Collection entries
##############################

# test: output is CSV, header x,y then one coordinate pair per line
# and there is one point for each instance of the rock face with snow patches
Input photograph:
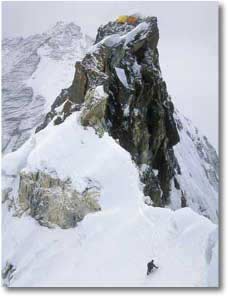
x,y
113,176
119,88
32,67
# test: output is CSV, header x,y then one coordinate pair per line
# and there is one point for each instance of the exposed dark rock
x,y
133,104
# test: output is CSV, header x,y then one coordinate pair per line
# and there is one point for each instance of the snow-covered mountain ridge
x,y
117,165
35,69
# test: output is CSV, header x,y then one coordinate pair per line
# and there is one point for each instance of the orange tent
x,y
132,20
122,19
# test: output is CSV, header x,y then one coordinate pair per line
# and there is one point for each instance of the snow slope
x,y
110,247
199,176
35,69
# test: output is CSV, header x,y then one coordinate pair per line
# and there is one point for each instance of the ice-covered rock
x,y
35,69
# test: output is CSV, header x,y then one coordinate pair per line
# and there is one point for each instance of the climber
x,y
150,267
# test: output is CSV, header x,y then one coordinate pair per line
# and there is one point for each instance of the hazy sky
x,y
188,44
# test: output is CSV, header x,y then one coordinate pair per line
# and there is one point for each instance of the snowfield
x,y
110,248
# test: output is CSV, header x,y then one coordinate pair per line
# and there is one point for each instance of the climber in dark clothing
x,y
150,267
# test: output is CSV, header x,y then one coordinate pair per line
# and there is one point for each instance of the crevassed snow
x,y
111,247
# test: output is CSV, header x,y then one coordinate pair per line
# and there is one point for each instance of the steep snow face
x,y
109,248
199,177
35,69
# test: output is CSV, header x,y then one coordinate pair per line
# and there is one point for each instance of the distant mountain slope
x,y
35,69
113,177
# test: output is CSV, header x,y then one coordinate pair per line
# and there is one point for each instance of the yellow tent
x,y
122,19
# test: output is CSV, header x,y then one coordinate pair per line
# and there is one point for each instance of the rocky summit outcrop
x,y
119,88
52,201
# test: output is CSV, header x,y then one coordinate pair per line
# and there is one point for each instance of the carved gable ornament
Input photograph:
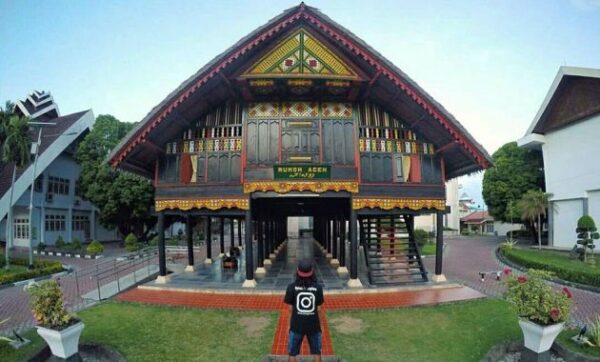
x,y
301,55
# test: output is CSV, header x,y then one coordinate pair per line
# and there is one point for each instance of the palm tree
x,y
15,149
533,206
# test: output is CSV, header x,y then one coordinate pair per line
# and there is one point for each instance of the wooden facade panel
x,y
338,142
262,146
403,190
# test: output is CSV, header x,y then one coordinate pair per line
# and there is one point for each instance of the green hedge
x,y
588,277
40,268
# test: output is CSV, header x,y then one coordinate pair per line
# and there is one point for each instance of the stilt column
x,y
208,259
439,247
354,282
249,282
162,262
189,239
222,235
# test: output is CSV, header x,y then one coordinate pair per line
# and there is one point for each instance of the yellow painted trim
x,y
211,204
398,203
283,187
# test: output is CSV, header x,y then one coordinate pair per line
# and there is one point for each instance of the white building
x,y
58,210
567,129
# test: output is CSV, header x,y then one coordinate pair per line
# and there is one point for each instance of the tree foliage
x,y
532,206
124,199
586,234
516,170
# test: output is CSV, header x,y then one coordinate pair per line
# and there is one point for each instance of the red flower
x,y
554,313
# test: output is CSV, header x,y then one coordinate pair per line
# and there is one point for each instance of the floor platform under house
x,y
300,118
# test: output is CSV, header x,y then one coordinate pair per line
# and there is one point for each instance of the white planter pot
x,y
64,343
539,338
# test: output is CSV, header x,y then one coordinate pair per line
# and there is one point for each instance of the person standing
x,y
304,296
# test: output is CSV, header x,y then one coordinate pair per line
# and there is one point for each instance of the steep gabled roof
x,y
477,217
55,139
573,95
463,154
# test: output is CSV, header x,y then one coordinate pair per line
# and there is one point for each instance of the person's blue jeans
x,y
295,341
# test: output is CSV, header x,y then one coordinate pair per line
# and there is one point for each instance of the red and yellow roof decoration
x,y
302,55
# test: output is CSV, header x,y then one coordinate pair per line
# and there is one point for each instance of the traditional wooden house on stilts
x,y
301,117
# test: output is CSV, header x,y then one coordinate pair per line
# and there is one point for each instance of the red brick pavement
x,y
280,340
275,302
465,257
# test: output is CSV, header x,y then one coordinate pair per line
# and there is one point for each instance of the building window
x,y
80,222
398,169
21,228
58,185
55,223
39,184
77,188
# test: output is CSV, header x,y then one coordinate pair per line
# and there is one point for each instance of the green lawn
x,y
453,332
428,249
565,339
155,333
558,262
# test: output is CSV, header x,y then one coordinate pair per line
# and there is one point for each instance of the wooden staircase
x,y
391,253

##############################

WHAT TO WORK ON -
Count the lines of the collection entries above that contain the word "tree", treating uppercase and lowercase as different, and give only the number.

ANSWER TO THIS TASK -
2